[Your goal]
Repeat every entry exactly. Leave nothing out.

** Opening Input records block **

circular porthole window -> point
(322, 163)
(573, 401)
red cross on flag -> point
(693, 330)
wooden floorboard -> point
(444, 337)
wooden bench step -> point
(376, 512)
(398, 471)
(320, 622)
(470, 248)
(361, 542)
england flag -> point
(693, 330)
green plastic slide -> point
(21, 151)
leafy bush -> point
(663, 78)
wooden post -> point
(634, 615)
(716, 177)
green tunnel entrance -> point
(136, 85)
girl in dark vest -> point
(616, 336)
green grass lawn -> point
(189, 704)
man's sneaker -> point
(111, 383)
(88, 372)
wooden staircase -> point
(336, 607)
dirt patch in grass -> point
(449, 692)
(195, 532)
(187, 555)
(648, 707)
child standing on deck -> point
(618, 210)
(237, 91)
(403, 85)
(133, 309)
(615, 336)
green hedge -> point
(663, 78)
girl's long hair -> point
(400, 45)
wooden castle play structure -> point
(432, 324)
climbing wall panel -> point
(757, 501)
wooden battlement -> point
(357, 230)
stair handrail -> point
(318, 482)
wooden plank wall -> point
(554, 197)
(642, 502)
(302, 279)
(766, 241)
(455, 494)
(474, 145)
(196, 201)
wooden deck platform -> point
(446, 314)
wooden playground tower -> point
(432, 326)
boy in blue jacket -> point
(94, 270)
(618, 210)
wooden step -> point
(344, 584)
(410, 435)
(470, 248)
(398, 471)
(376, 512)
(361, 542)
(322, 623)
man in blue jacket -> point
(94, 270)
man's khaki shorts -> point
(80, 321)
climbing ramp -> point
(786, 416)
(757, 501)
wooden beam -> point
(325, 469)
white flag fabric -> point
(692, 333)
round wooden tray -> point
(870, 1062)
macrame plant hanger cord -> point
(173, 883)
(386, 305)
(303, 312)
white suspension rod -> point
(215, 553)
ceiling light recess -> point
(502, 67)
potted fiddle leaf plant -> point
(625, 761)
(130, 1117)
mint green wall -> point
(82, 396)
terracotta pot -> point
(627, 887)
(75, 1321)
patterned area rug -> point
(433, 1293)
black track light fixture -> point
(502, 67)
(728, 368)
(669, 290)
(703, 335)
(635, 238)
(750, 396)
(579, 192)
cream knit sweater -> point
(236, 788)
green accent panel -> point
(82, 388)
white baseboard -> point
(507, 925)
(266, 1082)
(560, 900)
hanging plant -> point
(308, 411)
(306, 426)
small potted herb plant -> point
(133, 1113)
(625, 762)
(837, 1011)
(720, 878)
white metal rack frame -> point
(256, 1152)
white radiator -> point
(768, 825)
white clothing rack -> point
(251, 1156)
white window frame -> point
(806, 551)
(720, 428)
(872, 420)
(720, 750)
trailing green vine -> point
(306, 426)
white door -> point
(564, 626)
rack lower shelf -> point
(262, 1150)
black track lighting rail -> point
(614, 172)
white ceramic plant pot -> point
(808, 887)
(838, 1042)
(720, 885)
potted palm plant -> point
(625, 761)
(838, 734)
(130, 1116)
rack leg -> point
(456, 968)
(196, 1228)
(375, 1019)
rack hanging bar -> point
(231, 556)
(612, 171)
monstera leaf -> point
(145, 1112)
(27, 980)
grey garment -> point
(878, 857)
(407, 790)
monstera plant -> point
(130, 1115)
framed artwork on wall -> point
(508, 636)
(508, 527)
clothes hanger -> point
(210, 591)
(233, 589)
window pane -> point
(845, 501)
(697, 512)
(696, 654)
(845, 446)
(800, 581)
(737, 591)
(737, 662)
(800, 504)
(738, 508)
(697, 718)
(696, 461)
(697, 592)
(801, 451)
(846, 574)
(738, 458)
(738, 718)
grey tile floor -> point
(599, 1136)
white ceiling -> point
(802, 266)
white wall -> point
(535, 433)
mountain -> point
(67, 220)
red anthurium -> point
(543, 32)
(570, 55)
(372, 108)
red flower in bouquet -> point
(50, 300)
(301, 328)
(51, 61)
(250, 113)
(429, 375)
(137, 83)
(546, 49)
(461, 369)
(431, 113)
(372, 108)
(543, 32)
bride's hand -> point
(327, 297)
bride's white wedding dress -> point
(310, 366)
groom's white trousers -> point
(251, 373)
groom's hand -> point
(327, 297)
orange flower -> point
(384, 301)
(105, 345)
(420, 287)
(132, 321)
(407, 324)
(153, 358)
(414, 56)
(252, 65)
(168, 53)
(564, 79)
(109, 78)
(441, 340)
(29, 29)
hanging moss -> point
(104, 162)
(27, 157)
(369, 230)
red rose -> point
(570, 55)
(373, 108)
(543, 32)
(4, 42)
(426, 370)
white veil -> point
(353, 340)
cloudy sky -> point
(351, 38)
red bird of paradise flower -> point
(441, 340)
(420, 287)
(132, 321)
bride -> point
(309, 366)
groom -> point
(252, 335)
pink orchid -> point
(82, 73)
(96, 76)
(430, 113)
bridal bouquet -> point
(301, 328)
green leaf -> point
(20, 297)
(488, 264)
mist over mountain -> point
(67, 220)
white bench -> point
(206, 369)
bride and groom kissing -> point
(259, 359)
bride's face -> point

** Closing Input records block **

[Output for this task]
circular porthole window -> point
(322, 163)
(573, 401)
red cross on flag -> point
(693, 330)
wooden floorboard -> point
(444, 337)
wooden bench step -> point
(376, 512)
(398, 471)
(320, 622)
(470, 248)
(361, 542)
england flag -> point
(693, 330)
green plastic slide -> point
(21, 151)
leafy bush -> point
(663, 78)
wooden post -> point
(634, 615)
(716, 177)
green tunnel entrance -> point
(136, 85)
girl in dark vest -> point
(616, 336)
green grass lawn -> point
(189, 704)
man's sneaker -> point
(111, 383)
(88, 372)
wooden staircase -> point
(336, 607)
dirt patch in grass -> point
(449, 692)
(195, 532)
(187, 555)
(648, 707)
child standing on deck -> point
(618, 210)
(237, 91)
(403, 85)
(133, 309)
(615, 336)
green hedge -> point
(663, 78)
girl's long hair -> point
(400, 45)
wooden castle play structure -> point
(432, 324)
climbing wall panel -> point
(757, 501)
wooden battlement -> point
(357, 230)
stair handrail -> point
(318, 482)
wooden plank wall -> point
(554, 197)
(642, 502)
(302, 279)
(766, 241)
(455, 494)
(474, 145)
(196, 201)
wooden deck platform -> point
(446, 314)
wooden playground tower -> point
(432, 326)
boy in blue jacket -> point
(94, 270)
(618, 210)
wooden step -> point
(344, 584)
(410, 435)
(470, 248)
(398, 471)
(376, 512)
(361, 542)
(322, 623)
man in blue jacket -> point
(94, 270)
man's khaki shorts -> point
(80, 321)
climbing ramp -> point
(786, 416)
(757, 501)
wooden beam -> point
(325, 469)
white flag fabric -> point
(692, 333)
round wooden tray -> point
(870, 1062)
macrame plant hanger cord -> point
(173, 883)
(386, 305)
(303, 312)
white suspension rod -> point
(215, 553)
ceiling light recess -> point
(502, 67)
potted fiddle leaf plant -> point
(625, 761)
(130, 1117)
mint green wall -> point
(82, 396)
terracotta pot -> point
(627, 887)
(75, 1321)
patterned area rug -> point
(433, 1293)
black track light fixture -> point
(502, 67)
(728, 368)
(669, 290)
(703, 335)
(635, 238)
(750, 396)
(579, 192)
cream knit sweater -> point
(236, 788)
green accent panel -> point
(82, 388)
white baseboard -> point
(507, 925)
(266, 1082)
(560, 900)
hanging plant -> point
(308, 411)
(306, 426)
small potted herb plant -> point
(133, 1113)
(625, 762)
(837, 1011)
(720, 878)
white metal rack frame -> point
(256, 1152)
white radiator -> point
(768, 825)
white clothing rack -> point
(251, 1156)
white window frame -> point
(806, 551)
(720, 428)
(872, 420)
(720, 750)
trailing green vine -> point
(306, 426)
white door -> point
(564, 626)
rack lower shelf -> point
(262, 1150)
black track lighting rail -> point
(614, 172)
white ceramic plant pot -> point
(808, 887)
(838, 1042)
(720, 885)
potted palm plant -> point
(625, 761)
(838, 734)
(130, 1116)
rack leg -> point
(456, 968)
(196, 1228)
(375, 1019)
rack hanging bar -> point
(231, 556)
(612, 171)
monstera leaf -> point
(145, 1112)
(27, 980)
grey garment -> point
(878, 857)
(407, 790)
monstera plant -> point
(130, 1115)
framed artwork on wall -> point
(508, 636)
(508, 527)
clothes hanger -> point
(210, 591)
(233, 589)
window pane -> point
(845, 501)
(697, 512)
(696, 654)
(845, 446)
(800, 581)
(737, 591)
(737, 662)
(800, 504)
(738, 508)
(697, 718)
(696, 461)
(697, 592)
(801, 451)
(846, 574)
(738, 458)
(738, 718)
grey tile floor -> point
(599, 1136)
white ceiling -> point
(802, 266)
white wall -> point
(535, 433)
mountain -> point
(67, 220)
red anthurium -> point
(543, 32)
(570, 55)
(372, 108)
red flower in bouquet -> point
(50, 300)
(301, 328)
(51, 61)
(250, 113)
(429, 375)
(137, 83)
(546, 49)
(461, 369)
(431, 113)
(372, 108)
(543, 32)
bride's hand -> point
(327, 297)
bride's white wedding dress -> point
(310, 366)
groom's white trousers -> point
(251, 373)
groom's hand -> point
(327, 297)
orange flower -> point
(384, 301)
(105, 345)
(420, 287)
(132, 321)
(407, 324)
(153, 358)
(414, 56)
(252, 65)
(168, 53)
(564, 79)
(109, 78)
(441, 340)
(29, 29)
hanging moss -> point
(104, 162)
(27, 157)
(369, 230)
red rose -> point
(570, 55)
(373, 108)
(543, 32)
(4, 42)
(426, 370)
white veil -> point
(353, 340)
cloudy sky -> point
(351, 38)
red bird of paradise flower -> point
(441, 340)
(420, 287)
(132, 321)
bride -> point
(309, 366)
groom -> point
(252, 335)
pink orchid -> point
(82, 73)
(96, 76)
(430, 113)
bridal bouquet -> point
(301, 328)
green leaf -> point
(20, 297)
(488, 264)
mist over mountain -> point
(67, 220)
white bench -> point
(206, 369)
bride and groom kissing -> point
(259, 359)
bride's face -> point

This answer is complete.